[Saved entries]

▬▬▬▬▬▬

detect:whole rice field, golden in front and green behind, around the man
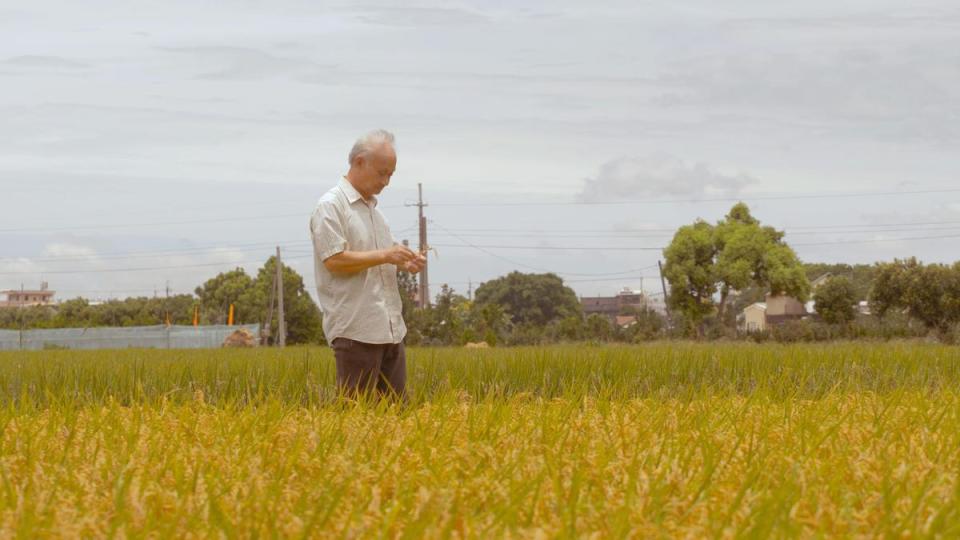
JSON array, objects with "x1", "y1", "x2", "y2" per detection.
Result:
[{"x1": 0, "y1": 343, "x2": 960, "y2": 538}]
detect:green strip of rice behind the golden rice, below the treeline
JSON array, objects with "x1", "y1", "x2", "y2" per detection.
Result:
[{"x1": 0, "y1": 343, "x2": 960, "y2": 406}]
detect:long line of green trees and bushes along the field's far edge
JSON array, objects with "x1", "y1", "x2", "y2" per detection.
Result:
[{"x1": 7, "y1": 209, "x2": 960, "y2": 346}]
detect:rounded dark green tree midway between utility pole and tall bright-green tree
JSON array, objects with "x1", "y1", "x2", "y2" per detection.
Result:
[{"x1": 475, "y1": 272, "x2": 582, "y2": 326}]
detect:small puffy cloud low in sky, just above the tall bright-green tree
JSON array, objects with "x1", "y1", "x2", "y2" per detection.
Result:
[{"x1": 579, "y1": 154, "x2": 755, "y2": 202}]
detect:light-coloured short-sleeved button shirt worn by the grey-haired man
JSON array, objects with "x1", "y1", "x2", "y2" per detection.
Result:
[{"x1": 310, "y1": 178, "x2": 407, "y2": 344}]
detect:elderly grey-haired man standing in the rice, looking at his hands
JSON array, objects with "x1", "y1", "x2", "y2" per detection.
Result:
[{"x1": 310, "y1": 130, "x2": 426, "y2": 397}]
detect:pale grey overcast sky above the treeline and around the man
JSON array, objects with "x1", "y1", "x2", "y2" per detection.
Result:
[{"x1": 0, "y1": 0, "x2": 960, "y2": 304}]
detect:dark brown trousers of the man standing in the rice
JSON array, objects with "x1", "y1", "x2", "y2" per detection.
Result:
[{"x1": 330, "y1": 337, "x2": 407, "y2": 399}]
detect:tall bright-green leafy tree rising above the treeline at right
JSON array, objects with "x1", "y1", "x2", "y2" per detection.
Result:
[{"x1": 664, "y1": 203, "x2": 810, "y2": 331}]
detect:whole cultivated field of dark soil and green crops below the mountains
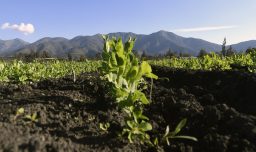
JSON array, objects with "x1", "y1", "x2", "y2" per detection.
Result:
[{"x1": 0, "y1": 40, "x2": 256, "y2": 152}]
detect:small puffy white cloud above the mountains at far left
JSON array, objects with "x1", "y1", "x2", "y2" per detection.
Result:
[{"x1": 1, "y1": 23, "x2": 35, "y2": 35}]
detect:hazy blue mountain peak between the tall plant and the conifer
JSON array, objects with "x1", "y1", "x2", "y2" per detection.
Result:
[{"x1": 136, "y1": 31, "x2": 220, "y2": 55}]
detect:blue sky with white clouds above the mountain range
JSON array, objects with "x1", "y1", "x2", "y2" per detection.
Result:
[{"x1": 0, "y1": 0, "x2": 256, "y2": 44}]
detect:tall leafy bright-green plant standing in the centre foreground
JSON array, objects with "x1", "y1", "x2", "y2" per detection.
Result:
[{"x1": 100, "y1": 36, "x2": 158, "y2": 143}]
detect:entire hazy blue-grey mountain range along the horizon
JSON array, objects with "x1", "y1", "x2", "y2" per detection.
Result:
[{"x1": 0, "y1": 31, "x2": 256, "y2": 57}]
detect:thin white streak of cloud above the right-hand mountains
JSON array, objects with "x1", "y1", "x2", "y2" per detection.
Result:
[{"x1": 175, "y1": 25, "x2": 237, "y2": 32}]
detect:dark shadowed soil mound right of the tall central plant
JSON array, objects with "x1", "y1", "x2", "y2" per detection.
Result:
[{"x1": 153, "y1": 67, "x2": 256, "y2": 151}]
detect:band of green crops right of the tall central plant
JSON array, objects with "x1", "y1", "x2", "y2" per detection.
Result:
[{"x1": 148, "y1": 51, "x2": 256, "y2": 72}]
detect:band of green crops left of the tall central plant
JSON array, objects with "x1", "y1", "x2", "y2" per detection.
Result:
[{"x1": 0, "y1": 60, "x2": 100, "y2": 83}]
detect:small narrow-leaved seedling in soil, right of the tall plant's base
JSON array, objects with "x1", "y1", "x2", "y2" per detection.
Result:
[{"x1": 163, "y1": 119, "x2": 198, "y2": 146}]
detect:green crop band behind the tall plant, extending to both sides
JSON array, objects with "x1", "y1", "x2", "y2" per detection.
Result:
[{"x1": 0, "y1": 52, "x2": 256, "y2": 83}]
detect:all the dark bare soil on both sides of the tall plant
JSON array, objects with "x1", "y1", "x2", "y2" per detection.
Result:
[{"x1": 0, "y1": 67, "x2": 256, "y2": 152}]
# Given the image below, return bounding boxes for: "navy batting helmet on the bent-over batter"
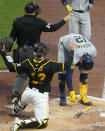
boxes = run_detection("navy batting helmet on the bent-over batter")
[81,53,94,70]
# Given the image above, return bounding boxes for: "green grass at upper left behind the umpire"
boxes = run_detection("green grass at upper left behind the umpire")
[0,0,35,69]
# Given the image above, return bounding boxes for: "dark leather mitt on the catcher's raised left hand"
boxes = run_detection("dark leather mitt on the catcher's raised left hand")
[0,36,13,53]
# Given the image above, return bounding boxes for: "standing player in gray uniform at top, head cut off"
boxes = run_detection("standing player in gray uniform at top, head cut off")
[61,0,94,40]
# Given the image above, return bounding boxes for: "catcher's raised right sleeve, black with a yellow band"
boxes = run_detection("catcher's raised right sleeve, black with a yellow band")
[51,51,74,73]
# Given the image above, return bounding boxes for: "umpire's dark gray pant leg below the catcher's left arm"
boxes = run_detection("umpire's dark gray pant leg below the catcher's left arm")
[12,72,27,94]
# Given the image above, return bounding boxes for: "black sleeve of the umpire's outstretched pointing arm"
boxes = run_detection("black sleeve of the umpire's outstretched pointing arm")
[42,19,66,32]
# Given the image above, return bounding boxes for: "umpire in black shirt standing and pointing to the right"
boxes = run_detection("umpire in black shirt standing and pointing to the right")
[0,2,72,104]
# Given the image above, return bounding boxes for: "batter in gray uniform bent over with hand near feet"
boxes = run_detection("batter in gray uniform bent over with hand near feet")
[58,34,97,106]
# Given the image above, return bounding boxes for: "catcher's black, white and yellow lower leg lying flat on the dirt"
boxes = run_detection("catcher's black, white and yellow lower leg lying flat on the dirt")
[14,118,48,131]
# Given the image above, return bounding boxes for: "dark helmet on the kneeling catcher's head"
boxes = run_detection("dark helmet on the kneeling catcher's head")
[34,42,48,57]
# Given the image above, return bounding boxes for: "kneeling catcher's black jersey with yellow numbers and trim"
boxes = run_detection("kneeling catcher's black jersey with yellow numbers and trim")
[16,53,73,92]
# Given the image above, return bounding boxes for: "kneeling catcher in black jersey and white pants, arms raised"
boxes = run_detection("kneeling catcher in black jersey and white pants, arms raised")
[3,43,75,131]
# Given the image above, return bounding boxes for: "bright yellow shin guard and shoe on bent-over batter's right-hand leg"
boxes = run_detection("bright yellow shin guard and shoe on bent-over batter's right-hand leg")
[79,82,92,105]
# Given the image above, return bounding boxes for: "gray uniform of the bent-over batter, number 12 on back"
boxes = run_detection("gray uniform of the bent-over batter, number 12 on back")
[58,34,97,65]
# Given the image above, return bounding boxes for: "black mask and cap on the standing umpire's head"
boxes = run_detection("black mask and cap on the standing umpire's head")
[25,2,41,16]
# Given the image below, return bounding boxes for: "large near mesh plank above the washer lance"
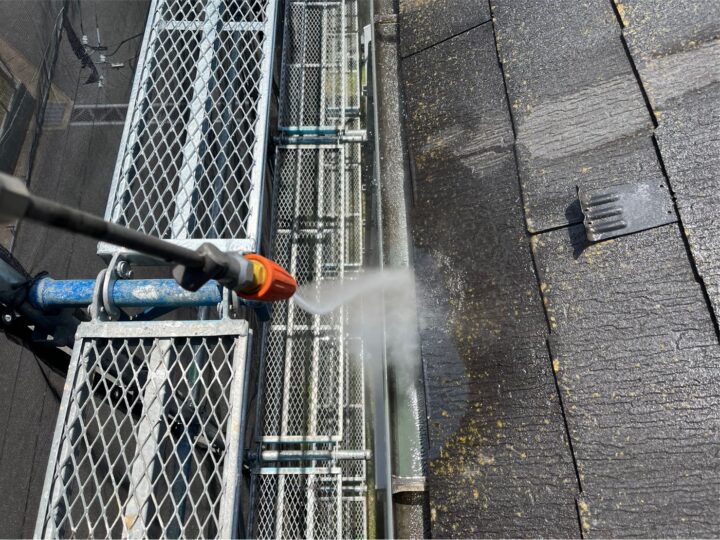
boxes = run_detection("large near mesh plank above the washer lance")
[99,0,276,254]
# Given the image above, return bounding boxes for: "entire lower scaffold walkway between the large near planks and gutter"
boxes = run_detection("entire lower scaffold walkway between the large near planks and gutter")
[250,0,369,538]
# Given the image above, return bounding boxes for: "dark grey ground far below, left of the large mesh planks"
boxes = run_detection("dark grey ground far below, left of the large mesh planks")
[0,0,149,537]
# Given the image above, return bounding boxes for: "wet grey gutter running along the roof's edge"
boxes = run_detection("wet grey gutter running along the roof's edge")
[373,0,428,538]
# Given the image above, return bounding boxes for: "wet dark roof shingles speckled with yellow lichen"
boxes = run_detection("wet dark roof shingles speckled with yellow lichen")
[400,0,720,537]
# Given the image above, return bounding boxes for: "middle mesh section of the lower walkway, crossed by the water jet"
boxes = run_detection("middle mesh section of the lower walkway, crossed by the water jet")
[262,146,345,442]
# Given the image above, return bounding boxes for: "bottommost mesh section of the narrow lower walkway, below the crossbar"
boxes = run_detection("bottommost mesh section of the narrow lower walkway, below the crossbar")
[253,467,343,538]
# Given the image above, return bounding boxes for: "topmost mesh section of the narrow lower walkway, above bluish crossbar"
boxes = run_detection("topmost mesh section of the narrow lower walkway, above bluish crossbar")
[279,0,347,135]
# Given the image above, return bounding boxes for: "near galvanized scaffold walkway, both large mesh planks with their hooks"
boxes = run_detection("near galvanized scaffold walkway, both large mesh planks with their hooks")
[36,0,276,538]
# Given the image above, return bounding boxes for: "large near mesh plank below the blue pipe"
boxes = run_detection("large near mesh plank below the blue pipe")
[36,320,248,538]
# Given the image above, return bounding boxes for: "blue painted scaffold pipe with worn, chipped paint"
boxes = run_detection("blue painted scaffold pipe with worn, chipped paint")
[28,278,222,310]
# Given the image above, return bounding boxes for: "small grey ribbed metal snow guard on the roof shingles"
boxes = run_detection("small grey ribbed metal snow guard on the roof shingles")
[578,182,677,242]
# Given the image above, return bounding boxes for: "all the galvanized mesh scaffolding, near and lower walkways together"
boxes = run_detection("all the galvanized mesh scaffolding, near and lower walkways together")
[36,0,370,538]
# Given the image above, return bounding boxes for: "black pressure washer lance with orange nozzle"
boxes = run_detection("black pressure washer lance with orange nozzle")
[0,173,297,302]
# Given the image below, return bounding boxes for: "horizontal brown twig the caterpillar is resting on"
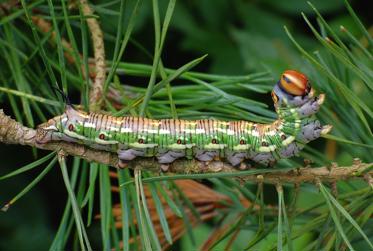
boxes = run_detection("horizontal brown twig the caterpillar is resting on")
[0,109,373,184]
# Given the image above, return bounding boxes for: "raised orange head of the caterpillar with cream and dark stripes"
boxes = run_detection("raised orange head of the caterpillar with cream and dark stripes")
[272,70,313,108]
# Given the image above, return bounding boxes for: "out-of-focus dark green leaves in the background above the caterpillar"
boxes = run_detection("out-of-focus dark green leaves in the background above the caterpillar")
[96,0,369,75]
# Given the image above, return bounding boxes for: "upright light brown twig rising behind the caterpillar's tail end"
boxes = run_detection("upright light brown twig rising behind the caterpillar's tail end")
[80,0,106,111]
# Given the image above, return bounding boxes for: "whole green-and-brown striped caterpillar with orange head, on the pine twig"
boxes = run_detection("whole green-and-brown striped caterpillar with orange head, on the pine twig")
[37,70,332,166]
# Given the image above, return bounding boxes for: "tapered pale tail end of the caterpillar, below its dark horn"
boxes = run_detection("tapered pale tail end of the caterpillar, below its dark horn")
[36,105,88,144]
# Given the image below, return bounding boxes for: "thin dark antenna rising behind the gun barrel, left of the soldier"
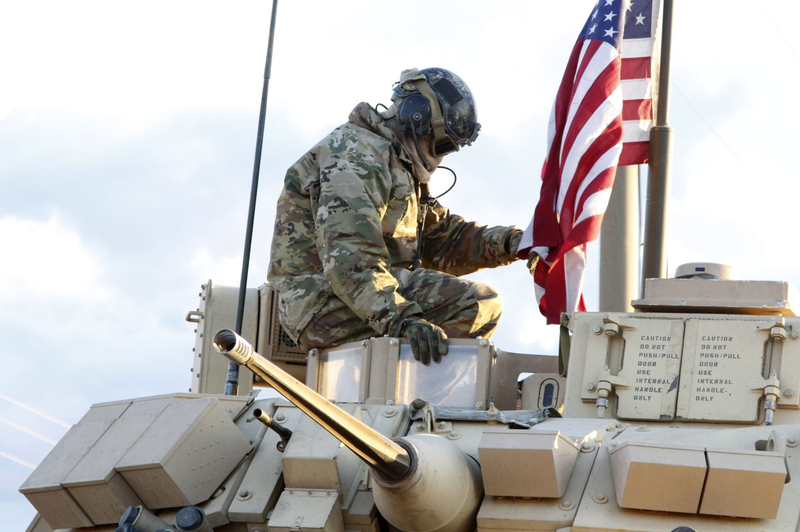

▬▬▬▬▬▬

Aim of the exercise:
Look at the records above. Copy every line where the string "treeline" occurs.

Exercise output:
detect:green strip of rice behind the golden rice, below the treeline
detect:pale grey overcast sky above the treeline and around the man
detect:tall bright-green leafy tree rising above the treeline at right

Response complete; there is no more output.